┌─ Listed records

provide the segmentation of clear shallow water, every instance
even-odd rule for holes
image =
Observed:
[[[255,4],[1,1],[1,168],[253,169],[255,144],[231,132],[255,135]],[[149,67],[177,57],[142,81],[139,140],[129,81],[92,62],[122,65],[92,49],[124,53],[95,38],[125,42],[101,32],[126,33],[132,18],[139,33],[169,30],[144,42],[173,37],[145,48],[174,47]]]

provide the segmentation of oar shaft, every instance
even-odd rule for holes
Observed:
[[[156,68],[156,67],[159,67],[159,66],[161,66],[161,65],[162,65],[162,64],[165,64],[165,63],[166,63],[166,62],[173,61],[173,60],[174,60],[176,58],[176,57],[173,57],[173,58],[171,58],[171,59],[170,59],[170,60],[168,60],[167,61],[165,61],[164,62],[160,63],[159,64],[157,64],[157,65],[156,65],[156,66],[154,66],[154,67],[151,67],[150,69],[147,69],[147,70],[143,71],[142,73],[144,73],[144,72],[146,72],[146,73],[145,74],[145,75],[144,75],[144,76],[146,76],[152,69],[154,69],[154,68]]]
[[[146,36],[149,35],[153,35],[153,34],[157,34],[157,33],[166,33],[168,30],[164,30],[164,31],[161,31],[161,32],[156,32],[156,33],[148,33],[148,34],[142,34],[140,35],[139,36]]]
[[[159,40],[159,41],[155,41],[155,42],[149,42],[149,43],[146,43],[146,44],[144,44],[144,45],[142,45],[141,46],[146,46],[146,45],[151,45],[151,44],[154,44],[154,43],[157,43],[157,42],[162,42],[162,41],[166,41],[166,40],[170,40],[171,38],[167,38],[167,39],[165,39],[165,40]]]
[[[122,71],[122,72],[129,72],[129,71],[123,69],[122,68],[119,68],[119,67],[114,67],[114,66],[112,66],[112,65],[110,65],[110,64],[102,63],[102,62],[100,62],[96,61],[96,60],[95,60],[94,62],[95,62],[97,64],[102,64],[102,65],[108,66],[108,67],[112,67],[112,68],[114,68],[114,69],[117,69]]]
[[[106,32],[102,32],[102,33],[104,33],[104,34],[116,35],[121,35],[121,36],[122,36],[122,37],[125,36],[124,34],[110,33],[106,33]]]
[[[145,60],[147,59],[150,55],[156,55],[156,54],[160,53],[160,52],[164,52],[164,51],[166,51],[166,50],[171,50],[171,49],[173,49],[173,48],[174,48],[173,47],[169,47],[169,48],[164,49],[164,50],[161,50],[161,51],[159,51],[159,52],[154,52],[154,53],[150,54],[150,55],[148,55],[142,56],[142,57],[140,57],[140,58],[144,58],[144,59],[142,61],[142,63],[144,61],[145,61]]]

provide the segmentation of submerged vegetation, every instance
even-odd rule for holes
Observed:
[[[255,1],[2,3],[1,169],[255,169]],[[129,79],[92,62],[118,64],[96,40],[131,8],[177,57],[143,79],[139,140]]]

└─

### Your objective
Rewrite the listing above as a JSON list of strings, with one string for each line and the blank lines left out.

### Exercise output
[
  "provide the segmentation of clear shallow water, every instance",
  "even-odd rule for holes",
  "image =",
  "Observed:",
  "[[[255,4],[1,1],[1,168],[253,169],[255,144],[231,132],[255,135]],[[149,67],[177,57],[142,81],[139,140],[129,81],[92,62],[122,65],[92,49],[124,53],[95,38],[125,42],[101,32],[126,33],[132,18],[139,33],[169,30],[144,42],[173,37],[145,48],[174,47]]]",
  "provide the segmentation of oar shaft, every instance",
  "even-odd rule for holes",
  "Observed:",
  "[[[156,68],[156,67],[159,67],[159,66],[161,66],[161,65],[162,65],[162,64],[165,64],[165,63],[166,63],[166,62],[173,61],[173,60],[174,60],[176,58],[176,57],[173,57],[173,58],[171,58],[171,59],[170,59],[170,60],[168,60],[167,61],[165,61],[164,62],[160,63],[159,64],[157,64],[157,65],[156,65],[156,66],[154,66],[154,67],[151,67],[150,69],[147,69],[147,70],[143,71],[142,73],[144,73],[144,72],[146,72],[146,73],[145,74],[145,75],[144,75],[144,76],[146,76],[152,69],[154,69],[154,68]]]",
  "[[[146,36],[149,35],[153,35],[153,34],[157,34],[157,33],[166,33],[168,30],[164,30],[164,31],[161,31],[161,32],[156,32],[156,33],[148,33],[148,34],[142,34],[140,35],[139,36]]]",
  "[[[159,40],[159,41],[155,41],[155,42],[149,42],[149,43],[146,43],[146,44],[144,44],[144,45],[142,45],[141,46],[146,46],[146,45],[151,45],[151,44],[154,44],[154,43],[157,43],[157,42],[162,42],[162,41],[166,41],[166,40],[170,40],[171,38],[167,38],[167,39],[165,39],[165,40]]]",
  "[[[122,71],[122,72],[129,72],[129,71],[123,69],[122,68],[119,68],[119,67],[114,67],[114,66],[112,66],[112,65],[110,65],[110,64],[102,63],[102,62],[100,62],[96,61],[96,60],[95,60],[94,62],[95,62],[97,64],[102,64],[102,65],[108,66],[108,67],[112,67],[112,68],[114,68],[114,69],[117,69]]]",
  "[[[106,32],[102,32],[102,33],[104,33],[104,34],[116,35],[121,35],[121,36],[122,36],[122,37],[125,36],[124,34],[110,33],[106,33]]]",
  "[[[145,60],[147,59],[150,55],[156,55],[156,54],[160,53],[160,52],[164,52],[164,51],[166,51],[166,50],[171,50],[171,49],[173,49],[173,48],[174,48],[173,47],[169,47],[169,48],[164,49],[164,50],[161,50],[161,51],[159,51],[159,52],[154,52],[154,53],[150,54],[150,55],[148,55],[142,56],[142,57],[140,57],[140,58],[144,58],[144,59],[142,61],[142,63],[144,61],[145,61]]]",
  "provide the segmentation of submerged vegetation, every instance",
  "even-odd rule for holes",
  "Observed:",
  "[[[255,1],[2,3],[1,169],[255,169]],[[129,79],[92,62],[118,64],[96,40],[131,8],[177,57],[143,79],[139,140]]]"
]